- **PASSAGE SHOWN**
Chem-bio warfareU.S. urged to update chem-bio defense efforts

Published 31 January 2011

A new report highlights one of the major problems in preparing defenses against chemical and biological (CB) agents: “Given the inherent secrecy with which states and other actors will conduct CB agent development, adversary programs could acquire new CB agents years before U.S. defense planners recognize those agents—- And, after the U.S. intelligence community recognizes those CB agents as threats, the United States will probably need many more years to establish a comprehensive defense against them. Such gaps in CB agent defense capabilities pose a potentially serious risk to U.S. military operations”

The chem-bio threat presents multi-layered challenge // Source: cubrc.org

The U.S. Defense Department should revamp its chemical- and biological-weapon defense efforts in a bid to discourage antagonists from developing new lethal agents or employing such materials in a devastating attack, according to a newly published RAND Corp. report.

Global Security Newswire quotes the report to say that, “Given the inherent secrecy with which states and other actors will conduct CB agent development, adversary programs could acquire new CB agents years before U.S. defense planners recognize those agents…. And, after the U.S. intelligence community recognizes those CB agents as threats, the United States will probably need many more years to establish a comprehensive defense against them. Such gaps in CB agent defense capabilities pose a potentially serious risk to U.S. military operations.”

There are a number of “key challenges” in dealing with biological and chemical threats, the report states: identifying creation of new weapons materials, comprehending those dangers, the years or even decades needed for countermeasure development, and the “extended time periods” required for deploying those systems.

Mustard agent existed for decades before scientists understood its harmful genetic effects, and U.S. medical preparations for a soman attack are unfinished more than a half a century after the nerve agent’s potential became known, the document notes.

Physical countermeasures including protective suits and breathing apparatus could in many cases offer “some level of defense” against a wide range of agents, the report states. “But what of new agents developed specifically to exploit limitations in the existing CB defenses? What if detection is the trigger for donning protective gear, and U.S. detectors are incapable of sensing new categories of agents? These concerns pose real challenges for a program that delays the development of an operational defense strategy until potential CB threat agents are validated and well characterized.”

- **DATA BELOW**
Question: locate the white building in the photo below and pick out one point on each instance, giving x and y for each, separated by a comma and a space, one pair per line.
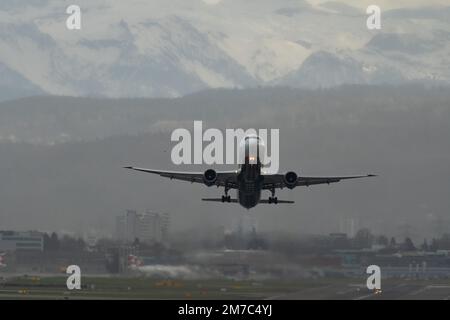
147, 227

- **WHAT IS BEING ASKED**
Copy the stretch of the chem-bio defense article from "The chem-bio threat" through "published RAND Corp. report.".

- **TASK RESPONSE**
The chem-bio threat presents multi-layered challenge // Source: cubrc.org

The U.S. Defense Department should revamp its chemical- and biological-weapon defense efforts in a bid to discourage antagonists from developing new lethal agents or employing such materials in a devastating attack, according to a newly published RAND Corp. report.